### TASK REQUIREMENTS:
In full and without alteration, give the listing again.
start MATERIAL FOR THIS TASK
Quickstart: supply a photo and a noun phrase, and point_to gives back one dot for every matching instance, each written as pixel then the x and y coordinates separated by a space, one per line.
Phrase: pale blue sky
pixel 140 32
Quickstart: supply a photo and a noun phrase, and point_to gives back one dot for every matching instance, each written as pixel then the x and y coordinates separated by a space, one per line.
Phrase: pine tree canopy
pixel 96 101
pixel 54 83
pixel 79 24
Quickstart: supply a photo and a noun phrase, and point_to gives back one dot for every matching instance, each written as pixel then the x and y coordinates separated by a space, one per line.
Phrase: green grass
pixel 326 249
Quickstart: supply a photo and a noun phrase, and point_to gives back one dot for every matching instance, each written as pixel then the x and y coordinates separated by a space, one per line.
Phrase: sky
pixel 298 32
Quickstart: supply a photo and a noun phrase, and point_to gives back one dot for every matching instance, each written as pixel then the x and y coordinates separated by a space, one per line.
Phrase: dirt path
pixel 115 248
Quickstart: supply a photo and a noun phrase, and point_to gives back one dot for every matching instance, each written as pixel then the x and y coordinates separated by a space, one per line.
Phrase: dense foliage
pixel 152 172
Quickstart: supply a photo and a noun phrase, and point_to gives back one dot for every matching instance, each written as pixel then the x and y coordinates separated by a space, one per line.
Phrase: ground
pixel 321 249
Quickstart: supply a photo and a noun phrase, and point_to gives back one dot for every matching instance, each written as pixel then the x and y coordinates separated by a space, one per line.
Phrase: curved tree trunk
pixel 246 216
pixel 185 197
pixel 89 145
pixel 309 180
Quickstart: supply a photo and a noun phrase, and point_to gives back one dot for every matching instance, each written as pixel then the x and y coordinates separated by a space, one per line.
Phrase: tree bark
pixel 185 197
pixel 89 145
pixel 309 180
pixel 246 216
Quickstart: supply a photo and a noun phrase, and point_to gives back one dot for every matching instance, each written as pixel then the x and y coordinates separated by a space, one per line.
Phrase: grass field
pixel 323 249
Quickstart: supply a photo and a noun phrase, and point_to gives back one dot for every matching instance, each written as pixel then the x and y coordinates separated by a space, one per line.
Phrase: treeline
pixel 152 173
end MATERIAL FOR THIS TASK
### EXPECTED ANSWER:
Quickstart: supply a photo and a noun phrase, and point_to gives back one dot for every matching instance, each written as pixel then the x and y coordinates separated by a space, one per line.
Phrase: pale blue sky
pixel 140 32
Quickstart: supply a photo and a noun phrase, and point_to gives back one dot for every matching instance, each written as pixel then the x and y coordinates separated by a space, one per line.
Phrase: pine tree canopy
pixel 96 101
pixel 54 83
pixel 79 24
Quickstart: supply a photo and a noun phrase, and point_to gives back one dot for every matching instance, each written as pixel then the x and y coordinates separated by a space, one per line.
Phrase: green grass
pixel 326 249
Quickstart: supply a photo and a noun phrase, and point_to gives back one dot for every matching instance, each written as pixel then the x and y coordinates separated by a space, one per line.
Phrase: sky
pixel 298 32
Quickstart: supply a photo and a noun phrase, and point_to gives back one dot for every matching instance, each written as pixel then the x and y coordinates separated by a space, one per line.
Phrase: dirt path
pixel 115 248
Quickstart: supply a photo and a noun phrase, and point_to gives back one dot for every matching instance, each written as pixel then the x and y coordinates separated by a space, one per line.
Phrase: dense foliage
pixel 152 172
Quickstart: supply a photo and a noun phrase, and point_to gives back one dot for every matching instance, each written as pixel then the x and y coordinates separated by a space, one per line.
Phrase: ground
pixel 321 249
Quickstart: supply a photo and a noun phrase, and point_to gives back one dot for every matching instance, each written as pixel then the x and y coordinates separated by a space, one per line.
Phrase: curved tree trunk
pixel 246 216
pixel 185 197
pixel 89 145
pixel 309 180
Quickstart: supply a photo and a noun phrase, and point_to gives back one dot for every matching instance, each written as pixel then the x and y coordinates separated by a space, one per line.
Phrase: tree bark
pixel 185 197
pixel 89 145
pixel 309 180
pixel 246 216
Quickstart: supply a photo and a noun phrase, and point_to gives back one dot for every matching instance, each written as pixel then the x and y coordinates separated by a space, one per line.
Phrase: grass field
pixel 323 249
Quickstart: supply a photo and a noun phrase, and point_to gives back one dot for every matching instance, each written as pixel then the x and y coordinates separated by a space, one per line.
Phrase: treeline
pixel 152 173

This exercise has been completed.